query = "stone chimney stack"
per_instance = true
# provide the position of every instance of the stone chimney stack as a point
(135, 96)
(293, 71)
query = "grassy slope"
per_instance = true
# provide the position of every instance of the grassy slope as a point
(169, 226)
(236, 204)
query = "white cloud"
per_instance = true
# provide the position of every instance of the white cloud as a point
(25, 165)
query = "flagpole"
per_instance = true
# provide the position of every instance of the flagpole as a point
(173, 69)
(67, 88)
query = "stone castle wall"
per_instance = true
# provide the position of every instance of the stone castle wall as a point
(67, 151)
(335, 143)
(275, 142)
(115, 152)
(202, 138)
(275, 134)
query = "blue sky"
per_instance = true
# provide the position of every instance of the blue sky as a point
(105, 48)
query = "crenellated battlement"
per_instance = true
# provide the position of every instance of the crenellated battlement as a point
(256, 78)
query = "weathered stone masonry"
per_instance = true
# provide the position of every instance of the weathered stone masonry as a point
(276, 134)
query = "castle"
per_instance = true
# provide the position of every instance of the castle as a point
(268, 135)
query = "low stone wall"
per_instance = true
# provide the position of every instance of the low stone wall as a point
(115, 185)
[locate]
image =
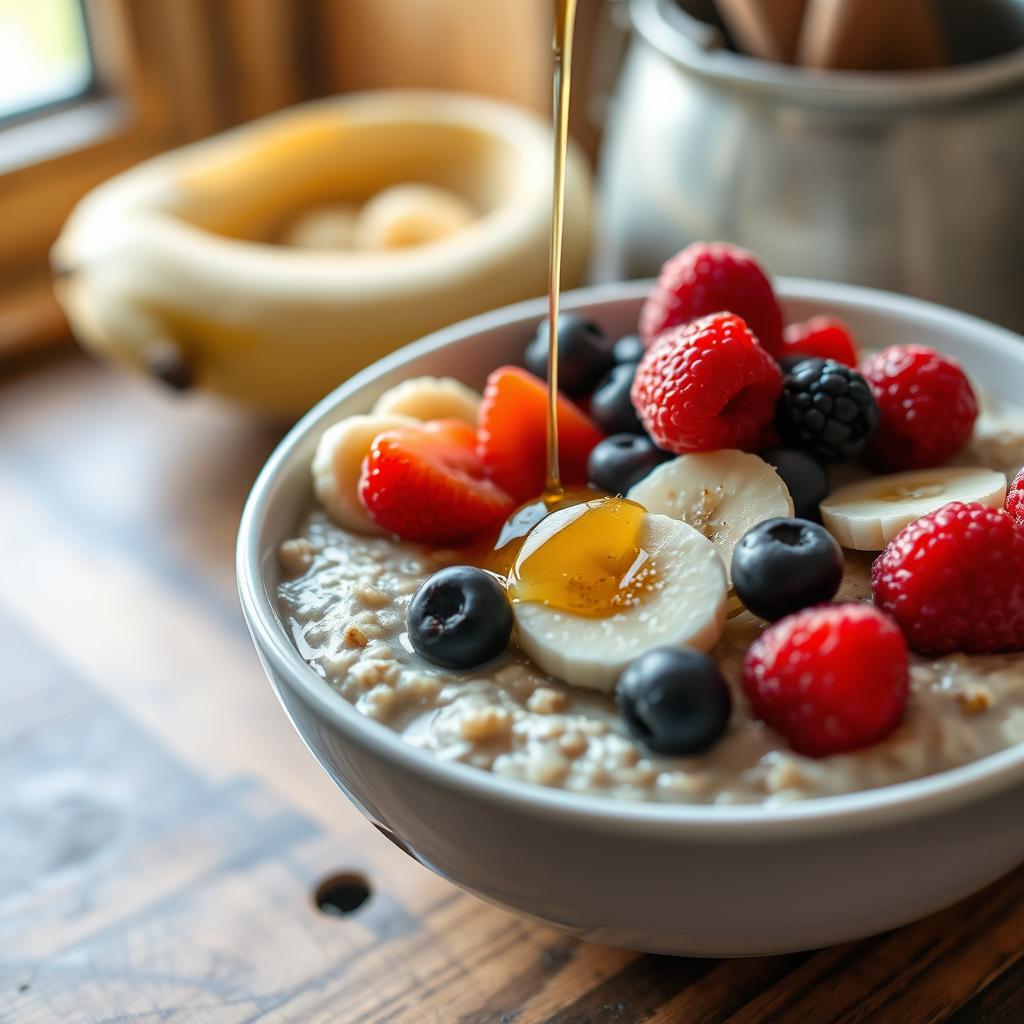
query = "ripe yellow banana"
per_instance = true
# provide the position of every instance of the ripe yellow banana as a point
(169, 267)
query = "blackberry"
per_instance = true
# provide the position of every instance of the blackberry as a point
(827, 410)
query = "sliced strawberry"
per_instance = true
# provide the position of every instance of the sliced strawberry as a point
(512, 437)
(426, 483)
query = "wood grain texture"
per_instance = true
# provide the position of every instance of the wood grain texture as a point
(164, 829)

| What to do |
Copy out all the data without changing anything, and drop the pictures.

| The response |
query = "stone chimney stack"
per_instance = true
# provide the position of every instance of the stone chimney stack as a point
(135, 96)
(293, 71)
query = "grassy slope"
per_instance = true
# provide the position of every instance of the grassy slope as a point
(169, 226)
(236, 204)
query = "white cloud"
per_instance = true
# provide the position of every instance of the white cloud as a point
(25, 165)
query = "flagpole"
per_instance = true
# provide the position of every instance of the flagpole as a point
(173, 69)
(67, 88)
query = "stone castle wall"
per_instance = true
# provide the position of every instance of the stone castle wall as a point
(67, 151)
(335, 143)
(275, 142)
(115, 152)
(202, 138)
(275, 134)
query = "blue sky"
per_instance = true
# provide the position of every instance of the blue sky as a point
(105, 48)
query = "crenellated battlement"
per_instance = true
# provide the position of every instance of the crenellated battlement as a point
(256, 78)
query = "weathered stone masonry"
per_instance = true
# provide the position of every instance of the weathered stone masonry as a point
(276, 134)
query = "castle"
per_instance = true
# provide the position of every instance of the castle as a point
(268, 135)
query = "low stone wall"
per_instance = true
# provide the position of every instance of the low stone wall as a point
(115, 185)
[locate]
image =
query = "ripe yellow banana"
per_instance = true
# provide the position of every instance of the ripe yellow banana as a point
(169, 267)
query = "blackberry"
per_instance = true
# provide the position of every instance of the blackberry as a point
(827, 410)
query = "sliced strawberry"
per_instance = true
# provide the position of every instance of the sliced strawberry as a point
(512, 437)
(426, 483)
query = "wood grain texture"
per_instance = true
# provide the position of every instance of the wood grain texture as a point
(164, 829)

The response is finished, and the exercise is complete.